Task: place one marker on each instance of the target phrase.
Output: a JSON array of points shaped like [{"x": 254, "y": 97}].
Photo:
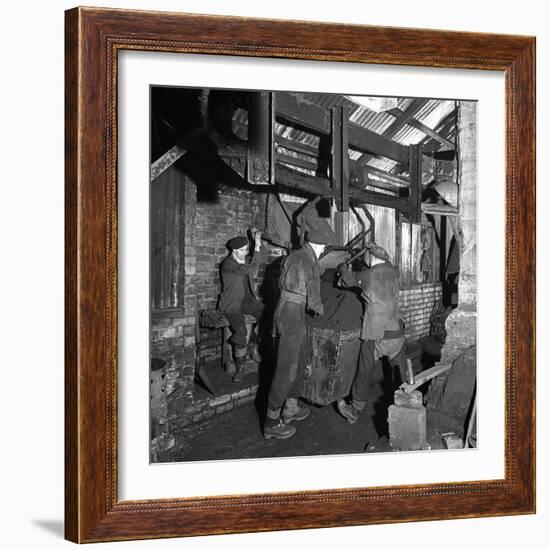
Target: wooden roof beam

---

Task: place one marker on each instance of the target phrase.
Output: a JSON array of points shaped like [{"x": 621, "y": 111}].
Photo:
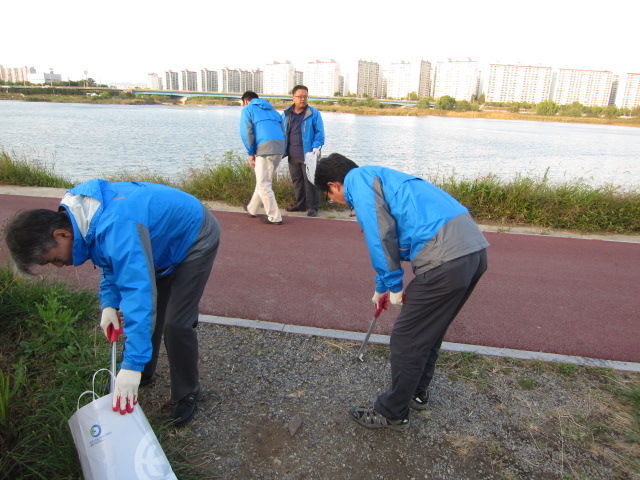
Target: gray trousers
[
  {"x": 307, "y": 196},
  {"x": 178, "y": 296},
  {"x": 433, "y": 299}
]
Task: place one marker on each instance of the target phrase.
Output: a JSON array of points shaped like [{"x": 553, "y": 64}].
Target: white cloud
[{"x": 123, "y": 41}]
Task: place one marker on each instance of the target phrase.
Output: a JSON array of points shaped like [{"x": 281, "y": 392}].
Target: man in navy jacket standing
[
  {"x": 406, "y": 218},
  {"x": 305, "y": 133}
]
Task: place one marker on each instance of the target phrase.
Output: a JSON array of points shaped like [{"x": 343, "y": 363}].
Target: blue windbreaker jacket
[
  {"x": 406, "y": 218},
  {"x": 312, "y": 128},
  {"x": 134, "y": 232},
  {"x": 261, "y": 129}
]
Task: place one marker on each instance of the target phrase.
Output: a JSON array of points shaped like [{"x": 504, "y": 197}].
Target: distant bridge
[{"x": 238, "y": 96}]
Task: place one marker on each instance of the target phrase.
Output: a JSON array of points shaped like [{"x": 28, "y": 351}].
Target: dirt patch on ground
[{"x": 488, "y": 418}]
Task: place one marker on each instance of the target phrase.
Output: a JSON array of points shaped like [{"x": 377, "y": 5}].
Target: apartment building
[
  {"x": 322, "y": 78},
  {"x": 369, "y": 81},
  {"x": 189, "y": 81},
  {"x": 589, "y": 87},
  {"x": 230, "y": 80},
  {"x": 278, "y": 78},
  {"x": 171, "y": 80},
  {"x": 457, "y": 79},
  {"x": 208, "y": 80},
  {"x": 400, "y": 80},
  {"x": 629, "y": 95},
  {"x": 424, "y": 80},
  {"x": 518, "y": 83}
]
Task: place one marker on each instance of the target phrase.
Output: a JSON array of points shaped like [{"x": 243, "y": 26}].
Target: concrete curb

WHAT NEEDS TO BE DONE — Where does the string "points" occur in the data above? Copy every line that holds it.

SOLUTION BELOW —
Output: a JSON array of points shaped like [{"x": 254, "y": 97}].
Output: a JSON array of points shaped like [{"x": 621, "y": 111}].
Output: a JSON array of points shaped like [{"x": 553, "y": 64}].
Output: a JSON array of points shaped like [{"x": 281, "y": 392}].
Output: a JSON array of points shaped like [{"x": 343, "y": 363}].
Output: a JSON array of points shaped like [{"x": 504, "y": 197}].
Output: a JSON array of points shaped like [{"x": 28, "y": 351}].
Output: a JSON array of points shaped like [{"x": 377, "y": 5}].
Output: a JSON array of points shaped like [{"x": 243, "y": 26}].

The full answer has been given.